> _Passage shown_
I love love angles as well, but if you want to do them, really do them  Make them look deliberate, not by accident.  If a horizon or any line that looks like it is off by a couple of degrees, then it looks like accident.  If the angle is by 10-45 degrees, or whatever your mind sees with the composition, then it looks on purpose more.  So, if you want that look, I say, go more extreme


----------



## Teresa (Mar 26, 2009)

thanks for the advice. i used to do the more deliberate in a studio setting because it was REQUIRED by boss and district manager we use angles in our posing and our shooting but i can promise you most the families HATE angles in studio. their questions are always "can you straighten that for us?" or "why does it look like we are leaning" ..grrrrr...LOL...they dont understand photography LOL

thanks again for the advice


----------



## Moonb007 (Mar 26, 2009)

I think these images out outstanding.  She looks, happy, classy and sexy...all things a bride wants to be for her wedding.


----------



## 92sir (Mar 26, 2009)

> _Exercise prompt_
Extend the forum thread on tilted camera angles from the point where it stops.

> _Information supplied_

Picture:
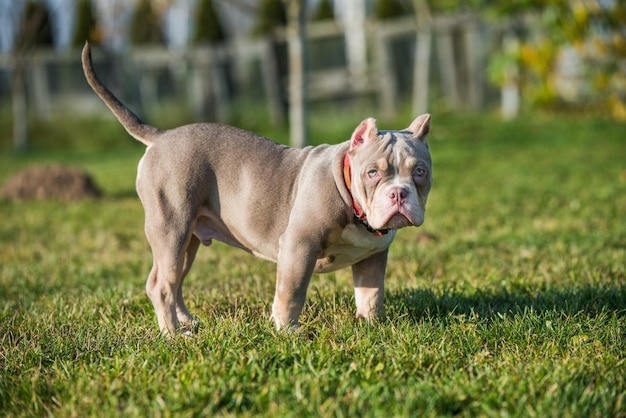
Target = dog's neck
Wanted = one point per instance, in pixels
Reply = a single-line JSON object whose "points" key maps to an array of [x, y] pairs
{"points": [[359, 214]]}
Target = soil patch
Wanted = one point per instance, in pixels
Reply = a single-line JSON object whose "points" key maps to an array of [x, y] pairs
{"points": [[50, 182]]}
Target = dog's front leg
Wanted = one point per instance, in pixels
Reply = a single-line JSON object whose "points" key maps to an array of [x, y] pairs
{"points": [[369, 279], [296, 261]]}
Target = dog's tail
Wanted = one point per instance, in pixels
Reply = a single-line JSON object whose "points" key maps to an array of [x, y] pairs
{"points": [[133, 125]]}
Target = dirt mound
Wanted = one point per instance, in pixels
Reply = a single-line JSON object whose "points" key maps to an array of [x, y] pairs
{"points": [[50, 182]]}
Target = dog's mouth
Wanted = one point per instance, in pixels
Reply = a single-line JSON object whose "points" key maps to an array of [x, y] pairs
{"points": [[397, 217]]}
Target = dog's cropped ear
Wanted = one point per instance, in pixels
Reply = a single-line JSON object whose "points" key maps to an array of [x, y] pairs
{"points": [[366, 131], [420, 127]]}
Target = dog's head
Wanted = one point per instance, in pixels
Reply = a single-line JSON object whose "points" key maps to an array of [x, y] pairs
{"points": [[391, 173]]}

> _Reply_
Wow Awesome shots!! I think #2 in my favorite :thumbup:. The only critique_ I have is #3 the crop which was mentioned and # 6 looks rather flat but can be easily fixed is ps. I saw it was alright to edit your pics but I figured I was ask first as you may no even be interested. I did a quick touch up to 6. If your interested let me know. Once again great job  :mrgreen:
_


----------



## Teresa (Mar 27, 2009)

sure go ahead 92sir...show me what ya got? and if you dont mind to explain how you got to your end result so as i may learn some new ps tricks!  
thanks for the C/C as well


----------



## 92sir (Mar 27, 2009)

OK here is the edit I did. 









I took it into cs3 and added some contrast and then adjusted the curves. In curves I drag the shadows down a bit and that was about it. Let me know what you think.


----------



## EOS_JD (Mar 28, 2009)

So far I don't like any of the edits of the image - they all seem very dark. Here's my small take on it.....

One thing I noted is that it looked very soft. Litte sharpening made a big difference.


----------



## Sarah23 (Mar 28, 2009)

I like these, but #2 looks way too over processed/blown to me.


----------



## visualpoetry (Apr 1, 2009)

IMO - I think you have some nice shots here. I just dont like the post processing.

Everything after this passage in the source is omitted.